___ AUSGEWÄHLTER AUSZUG ___

Nachdem das Landgericht München I die Überwachung von Telefonaten zwischen Journalisten und der "Letzten Generation" für rechtmäßig befunden hat, reicht der Bayerische Journalisten-Verband (BJV) nun Verfassungsbeschwerde für ein betroffenes Mitglied ein.
"Der Staat darf vertrauliche Gespräche von Journalist*innen nicht pauschal abhören. Das ist ein schwerer Eingriff in die Pressefreiheit", sagt der BJV-Vorsitzende Harald Stocker laut einer Pressemitteilung des Verbands. "Wir verurteilen scharf, dass hier keine sorgfältige Abwägung stattfand."

___ ROHDATEN ___

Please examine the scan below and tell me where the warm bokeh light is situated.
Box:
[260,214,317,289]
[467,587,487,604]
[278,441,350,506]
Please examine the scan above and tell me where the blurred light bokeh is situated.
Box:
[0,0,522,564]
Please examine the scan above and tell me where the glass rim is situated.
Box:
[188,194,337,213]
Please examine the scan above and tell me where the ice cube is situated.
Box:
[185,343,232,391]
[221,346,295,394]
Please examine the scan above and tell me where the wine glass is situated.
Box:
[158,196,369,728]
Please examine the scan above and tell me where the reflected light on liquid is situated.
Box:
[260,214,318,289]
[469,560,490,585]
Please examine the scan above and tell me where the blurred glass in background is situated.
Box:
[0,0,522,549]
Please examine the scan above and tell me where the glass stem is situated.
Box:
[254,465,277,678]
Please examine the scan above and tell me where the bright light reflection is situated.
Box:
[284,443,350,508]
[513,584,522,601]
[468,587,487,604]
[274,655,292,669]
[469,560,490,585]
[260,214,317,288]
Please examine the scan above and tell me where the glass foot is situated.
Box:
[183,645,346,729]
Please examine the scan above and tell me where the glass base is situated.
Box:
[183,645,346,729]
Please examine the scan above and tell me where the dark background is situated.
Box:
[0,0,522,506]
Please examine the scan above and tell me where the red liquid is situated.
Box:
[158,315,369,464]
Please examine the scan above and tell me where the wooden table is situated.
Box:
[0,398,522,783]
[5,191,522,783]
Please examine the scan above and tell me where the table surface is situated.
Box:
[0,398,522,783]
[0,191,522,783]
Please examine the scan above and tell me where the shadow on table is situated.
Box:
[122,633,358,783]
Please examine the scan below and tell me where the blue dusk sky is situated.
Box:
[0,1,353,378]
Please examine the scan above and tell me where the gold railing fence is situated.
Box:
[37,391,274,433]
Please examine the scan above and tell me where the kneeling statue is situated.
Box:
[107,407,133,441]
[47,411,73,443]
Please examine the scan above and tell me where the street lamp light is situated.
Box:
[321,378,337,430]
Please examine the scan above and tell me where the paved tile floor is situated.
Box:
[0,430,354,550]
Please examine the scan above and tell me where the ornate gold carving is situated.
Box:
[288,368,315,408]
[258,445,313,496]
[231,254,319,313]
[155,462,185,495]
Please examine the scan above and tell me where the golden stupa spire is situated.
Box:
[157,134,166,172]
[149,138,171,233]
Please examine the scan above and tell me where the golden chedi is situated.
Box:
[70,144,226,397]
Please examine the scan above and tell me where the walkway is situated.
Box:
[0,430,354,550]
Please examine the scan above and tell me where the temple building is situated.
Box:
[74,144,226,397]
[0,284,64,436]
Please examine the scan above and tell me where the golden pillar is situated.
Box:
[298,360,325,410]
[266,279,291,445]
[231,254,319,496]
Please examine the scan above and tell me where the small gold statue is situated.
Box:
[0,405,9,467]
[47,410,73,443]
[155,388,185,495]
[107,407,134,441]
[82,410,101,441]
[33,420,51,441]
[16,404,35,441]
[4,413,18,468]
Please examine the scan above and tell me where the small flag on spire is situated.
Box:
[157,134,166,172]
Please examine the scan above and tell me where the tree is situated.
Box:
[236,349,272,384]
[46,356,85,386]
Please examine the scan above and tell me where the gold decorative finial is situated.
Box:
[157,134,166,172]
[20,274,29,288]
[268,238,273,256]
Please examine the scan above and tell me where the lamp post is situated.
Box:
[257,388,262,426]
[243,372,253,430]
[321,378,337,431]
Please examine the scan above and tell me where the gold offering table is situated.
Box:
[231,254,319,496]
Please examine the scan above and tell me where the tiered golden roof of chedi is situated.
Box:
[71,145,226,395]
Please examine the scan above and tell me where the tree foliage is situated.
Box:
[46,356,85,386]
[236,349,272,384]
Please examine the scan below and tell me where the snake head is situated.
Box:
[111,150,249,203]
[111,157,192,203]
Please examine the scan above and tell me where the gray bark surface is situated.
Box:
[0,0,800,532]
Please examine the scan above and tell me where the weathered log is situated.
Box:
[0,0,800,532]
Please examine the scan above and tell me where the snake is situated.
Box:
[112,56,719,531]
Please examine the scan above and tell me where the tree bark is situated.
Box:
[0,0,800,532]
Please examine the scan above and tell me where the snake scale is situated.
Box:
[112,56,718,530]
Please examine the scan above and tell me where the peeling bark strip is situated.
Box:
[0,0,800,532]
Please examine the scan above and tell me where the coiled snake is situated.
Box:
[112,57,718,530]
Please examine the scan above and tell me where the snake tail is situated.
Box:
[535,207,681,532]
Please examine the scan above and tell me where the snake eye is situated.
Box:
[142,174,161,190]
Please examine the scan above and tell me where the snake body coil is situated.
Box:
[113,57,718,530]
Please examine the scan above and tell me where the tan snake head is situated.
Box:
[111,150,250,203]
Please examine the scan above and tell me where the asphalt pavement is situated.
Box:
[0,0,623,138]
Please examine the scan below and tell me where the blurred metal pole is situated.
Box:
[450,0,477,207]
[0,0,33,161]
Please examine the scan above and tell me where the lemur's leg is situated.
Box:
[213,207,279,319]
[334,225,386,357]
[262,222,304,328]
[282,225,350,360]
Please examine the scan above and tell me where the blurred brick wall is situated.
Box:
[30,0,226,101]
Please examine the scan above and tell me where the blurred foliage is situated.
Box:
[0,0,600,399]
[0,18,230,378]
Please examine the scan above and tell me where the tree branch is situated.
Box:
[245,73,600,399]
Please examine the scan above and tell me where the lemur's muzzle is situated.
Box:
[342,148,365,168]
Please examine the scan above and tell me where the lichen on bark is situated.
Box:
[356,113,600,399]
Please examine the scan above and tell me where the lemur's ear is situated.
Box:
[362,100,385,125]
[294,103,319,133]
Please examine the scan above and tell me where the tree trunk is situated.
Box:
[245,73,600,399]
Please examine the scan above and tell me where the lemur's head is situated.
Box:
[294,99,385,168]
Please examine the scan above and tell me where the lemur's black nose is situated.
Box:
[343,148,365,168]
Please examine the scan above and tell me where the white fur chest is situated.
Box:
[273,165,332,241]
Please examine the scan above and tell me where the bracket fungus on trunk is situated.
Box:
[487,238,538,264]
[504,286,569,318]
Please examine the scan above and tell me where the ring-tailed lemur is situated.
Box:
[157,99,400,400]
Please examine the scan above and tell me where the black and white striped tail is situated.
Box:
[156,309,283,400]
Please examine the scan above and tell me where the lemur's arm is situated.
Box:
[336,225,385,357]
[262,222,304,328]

___

* _ARBEITSSCHRITTE_
1. Schreiben Sie aus dem Auszug den Abschnitt von "Nachdem das Landgericht" bis einschließlich "betroffenes Mitglied ein." wortgetreu ab.
2. Knüpfen Sie an das Ende des Auszugs über die Verfassungsbeschwerde des BJV an und schreiben Sie ihn weiter.
Das Material steht in keinem Zusammenhang mit dem Auszug.

* _ERGEBNISSE NACHEINANDER_
1.
Nachdem das Landgericht München I die Überwachung von Telefonaten zwischen Journalisten und der "Letzten Generation" für rechtmäßig befunden hat, reicht der Bayerische Journalisten-Verband (BJV) nun Verfassungsbeschwerde für ein betroffenes Mitglied ein.

2.
BJV kritisiert schwerwiegenden Eingriff in Pressefreiheit
Journalistinnen und Journalisten seien Berufsgeheimnisträger und dürften "nur bei Straftaten von erheblicher Bedeutung, und auch nur dann, wenn keine anderen Aufklärungsmöglichkeiten gegeben sind" abgehört werden, hießt es weiter in der Mitteilung.
Mit der Verfassungsbeschwerde wolle der Bayerische Journalisten-Verband erreichen, "dass jedes Gericht von Anfang an jeden schwerwiegenden Eingriff in die Pressefreiheit sorgfältig abwägt". Stocker wirft dem Gericht vor, den Eingriff in die Pressefreiheit nachträglich für rechtens erklärt und nicht gewissenhaft abgewogen zu haben.
Die Kanzlei des Würzburger Anwalts Chan-jo Jun vertrete im Auftrag des BJV das betroffene Mitglied bei der Verfassungsbeschwerde. Der BJV unterstütze dabei im Rahmen seines Rechtsschutzes.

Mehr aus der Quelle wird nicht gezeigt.